What you will do: Reproduce every entry exactly, without alteration.

[Object point labels]
------------------------------------------------------------
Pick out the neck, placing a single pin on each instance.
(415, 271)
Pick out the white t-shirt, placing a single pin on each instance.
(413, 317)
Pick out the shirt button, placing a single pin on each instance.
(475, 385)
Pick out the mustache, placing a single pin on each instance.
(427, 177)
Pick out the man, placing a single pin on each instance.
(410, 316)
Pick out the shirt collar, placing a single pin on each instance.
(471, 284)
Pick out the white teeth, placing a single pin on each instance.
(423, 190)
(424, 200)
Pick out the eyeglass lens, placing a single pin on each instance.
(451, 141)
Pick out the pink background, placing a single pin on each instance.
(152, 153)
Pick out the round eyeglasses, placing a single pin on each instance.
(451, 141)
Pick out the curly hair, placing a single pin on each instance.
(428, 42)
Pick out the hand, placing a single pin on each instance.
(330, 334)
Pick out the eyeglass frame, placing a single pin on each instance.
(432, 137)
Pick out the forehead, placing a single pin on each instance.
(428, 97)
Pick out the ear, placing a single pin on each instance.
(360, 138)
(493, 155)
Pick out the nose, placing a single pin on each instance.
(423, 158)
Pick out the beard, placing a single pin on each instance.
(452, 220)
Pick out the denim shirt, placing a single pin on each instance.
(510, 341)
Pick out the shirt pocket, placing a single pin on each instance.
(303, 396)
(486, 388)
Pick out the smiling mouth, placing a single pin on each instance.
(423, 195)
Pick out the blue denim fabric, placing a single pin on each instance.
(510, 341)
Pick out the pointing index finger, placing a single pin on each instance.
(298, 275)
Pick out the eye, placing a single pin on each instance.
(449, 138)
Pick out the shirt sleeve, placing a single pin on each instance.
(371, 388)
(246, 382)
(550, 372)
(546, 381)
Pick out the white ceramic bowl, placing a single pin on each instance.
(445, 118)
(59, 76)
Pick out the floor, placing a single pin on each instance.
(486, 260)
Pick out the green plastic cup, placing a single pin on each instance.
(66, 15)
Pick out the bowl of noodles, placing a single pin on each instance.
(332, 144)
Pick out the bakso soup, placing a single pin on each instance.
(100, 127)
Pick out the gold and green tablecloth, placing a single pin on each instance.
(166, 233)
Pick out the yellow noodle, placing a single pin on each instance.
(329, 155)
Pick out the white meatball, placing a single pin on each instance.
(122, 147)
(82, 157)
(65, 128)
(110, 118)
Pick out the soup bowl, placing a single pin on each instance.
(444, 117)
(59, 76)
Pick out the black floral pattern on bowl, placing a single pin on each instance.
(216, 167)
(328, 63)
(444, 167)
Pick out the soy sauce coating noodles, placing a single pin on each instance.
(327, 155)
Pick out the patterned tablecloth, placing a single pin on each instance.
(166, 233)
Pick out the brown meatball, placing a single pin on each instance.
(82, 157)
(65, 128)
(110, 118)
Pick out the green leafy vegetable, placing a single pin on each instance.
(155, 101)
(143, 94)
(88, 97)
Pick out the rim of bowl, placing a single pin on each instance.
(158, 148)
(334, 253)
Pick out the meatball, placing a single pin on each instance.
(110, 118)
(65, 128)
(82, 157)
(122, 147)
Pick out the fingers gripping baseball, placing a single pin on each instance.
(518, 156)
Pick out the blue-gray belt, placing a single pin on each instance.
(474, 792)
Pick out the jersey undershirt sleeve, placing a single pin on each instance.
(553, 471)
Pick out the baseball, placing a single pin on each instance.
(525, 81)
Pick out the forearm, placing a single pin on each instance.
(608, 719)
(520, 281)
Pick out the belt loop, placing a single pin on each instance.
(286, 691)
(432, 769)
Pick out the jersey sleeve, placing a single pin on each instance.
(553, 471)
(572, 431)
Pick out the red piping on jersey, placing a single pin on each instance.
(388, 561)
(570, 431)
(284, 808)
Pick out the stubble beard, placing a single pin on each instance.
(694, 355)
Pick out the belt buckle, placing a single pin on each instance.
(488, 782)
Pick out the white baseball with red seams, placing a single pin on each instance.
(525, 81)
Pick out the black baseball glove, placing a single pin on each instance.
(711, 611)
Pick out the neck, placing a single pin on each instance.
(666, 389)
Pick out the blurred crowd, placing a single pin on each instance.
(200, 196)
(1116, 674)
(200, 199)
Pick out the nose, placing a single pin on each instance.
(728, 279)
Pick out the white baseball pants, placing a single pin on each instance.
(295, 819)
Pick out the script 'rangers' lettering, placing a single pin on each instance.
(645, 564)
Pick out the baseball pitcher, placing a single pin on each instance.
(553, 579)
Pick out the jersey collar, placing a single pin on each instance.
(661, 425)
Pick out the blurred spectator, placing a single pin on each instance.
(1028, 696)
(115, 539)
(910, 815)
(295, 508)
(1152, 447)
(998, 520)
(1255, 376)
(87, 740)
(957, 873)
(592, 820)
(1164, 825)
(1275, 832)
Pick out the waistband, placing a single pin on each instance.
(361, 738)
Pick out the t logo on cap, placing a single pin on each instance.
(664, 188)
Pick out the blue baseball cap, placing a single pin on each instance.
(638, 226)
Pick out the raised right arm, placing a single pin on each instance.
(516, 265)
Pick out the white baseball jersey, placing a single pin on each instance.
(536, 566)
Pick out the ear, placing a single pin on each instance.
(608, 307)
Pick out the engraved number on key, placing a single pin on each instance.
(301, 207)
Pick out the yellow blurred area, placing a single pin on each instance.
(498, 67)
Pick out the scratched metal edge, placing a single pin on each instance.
------------------------------------------------------------
Worked solution:
Pick out the neck, placing a single pin on each instance.
(415, 271)
Pick out the white t-shirt, placing a single pin on each instance.
(413, 317)
Pick out the shirt button, placing a single pin on each instance.
(475, 385)
Pick out the mustache, placing a single pin on each instance.
(427, 177)
Pick out the man, placing a single pin on each instance.
(410, 316)
Pick out the shirt collar, placing a single pin on each instance.
(471, 284)
Pick out the white teeth, placing a single pin on each instance.
(423, 190)
(424, 200)
Pick out the eyeglass lens, placing a single pin on each instance.
(451, 141)
Pick out the pink background, placing a single pin on each instance.
(152, 153)
Pick out the round eyeglasses, placing a single pin on each instance.
(451, 141)
Pick out the curly hair, placing a single pin on each instance.
(428, 42)
Pick out the hand, placing a single pin on each instance.
(330, 334)
Pick out the eyeglass frame, placing a single pin on each instance.
(432, 137)
Pick out the forehead, placing a single pin on each instance.
(428, 97)
Pick out the ear, placing a single pin on each instance.
(360, 138)
(493, 155)
Pick out the nose, placing a single pin on each instance.
(423, 158)
Pick out the beard, placing a single pin on each instance.
(452, 220)
Pick out the denim shirt, placing a single pin on each instance.
(510, 341)
Pick out the shirt pocket, placing a single pin on each instance.
(303, 396)
(486, 388)
Pick out the smiling mouth, placing a single pin on each instance.
(423, 195)
Pick out the blue denim fabric, placing a single pin on each instance.
(510, 341)
Pick out the pointing index finger, placing a single pin on each instance.
(298, 275)
Pick out the eye, placing a single pin on each instance.
(449, 138)
Pick out the shirt sleeve, placing a single pin on each instance.
(371, 388)
(246, 382)
(550, 372)
(546, 381)
Pick out the white ceramic bowl, placing a single pin on each instance.
(445, 118)
(59, 76)
Pick out the floor, placing a single pin on each instance.
(486, 260)
Pick out the green plastic cup, placing a single pin on each instance.
(66, 15)
Pick out the bowl of noodles, placing a single pin on each instance.
(332, 144)
Pick out the bakso soup, placing a single pin on each instance.
(100, 127)
Pick out the gold and green tablecloth, placing a single pin on each instance.
(166, 233)
Pick out the yellow noodle, placing a single pin on each instance.
(329, 155)
Pick out the white meatball, placing a single pin on each instance.
(122, 147)
(82, 157)
(65, 128)
(110, 118)
Pick out the soup bowl, placing a single pin on each instance.
(444, 117)
(59, 76)
Pick out the black floral pattern on bowl, placing a single pin on each instance.
(216, 167)
(328, 63)
(444, 167)
Pick out the soy sauce coating noodles, placing a single pin on each instance.
(327, 155)
Pick out the patterned tablecloth, placing a single pin on each instance.
(166, 233)
Pick out the brown meatball, placing a single pin on each instance.
(82, 157)
(65, 128)
(110, 118)
Pick out the green leafy vegetable, placing a single pin on each instance.
(155, 101)
(143, 94)
(88, 97)
Pick out the rim of bowl, placing a single pin on each instance.
(158, 148)
(334, 253)
Pick out the meatball, placing a single pin on each instance.
(110, 118)
(65, 128)
(82, 157)
(122, 147)
Pick out the fingers gripping baseball, placing a single pin on each instance.
(518, 156)
Pick out the blue-gray belt, placing a single pin on each instance.
(474, 792)
Pick out the jersey undershirt sleeve, placing a single pin on each instance.
(553, 471)
Pick out the baseball, placing a single pin on each instance.
(525, 81)
Pick out the forearm, placing a single pin on each instance.
(608, 719)
(520, 281)
Pick out the belt loop, placing a single pin on each instance.
(286, 691)
(432, 769)
Pick out the jersey sleeve, placing a single pin on each instance.
(553, 471)
(572, 431)
Pick out the red piping on jersey, placing a single pin on each instance.
(388, 561)
(570, 431)
(284, 808)
Pick out the stubble beard, placing a single pin on each instance.
(694, 355)
Pick out the belt buckle, placing a single pin on each instance.
(488, 782)
Pick out the white baseball with red seams, placing a single pin on each instance.
(525, 81)
Pick out the black baseball glove, placing a single pin on each instance.
(711, 611)
Pick out the neck, placing a single pin on each instance.
(666, 389)
Pick out the blurred crowd, placing a single pin on each instance.
(200, 196)
(1116, 674)
(200, 199)
Pick out the nose, placing a single pin on each instance.
(728, 279)
Pick out the white baseball pants, placing a single pin on each instance.
(295, 819)
Pick out the script 'rangers' lettering, placing a single pin on each instance.
(645, 564)
Pick out the baseball pitcher, placing a single pin on each instance.
(553, 579)
Pick out the jersey collar, placing a single pin on each instance.
(661, 425)
Pick out the blurred spectator, placing a single pin on each instance.
(1028, 696)
(115, 539)
(910, 815)
(295, 508)
(1152, 447)
(998, 520)
(1255, 376)
(87, 740)
(957, 873)
(592, 820)
(1164, 825)
(1275, 832)
Pick out the waistband, placing a single pin on each instance.
(361, 738)
Pick out the t logo on cap, placing a single pin on each instance.
(664, 188)
Pick out the blue baseball cap, placing a single pin on each instance.
(638, 226)
Pick out the raised right arm, placing a single pin on each instance.
(516, 265)
Pick out the white baseball jersey, placing a single pin on each instance.
(536, 566)
Pick out the ear, placing a single pin on each instance.
(608, 307)
Pick out the engraved number on key, placing a single pin on each instance.
(301, 207)
Pick out the yellow blurred area, placing a single pin on each instance.
(498, 67)
Pick out the scratched metal edge, placing a single pin on each instance.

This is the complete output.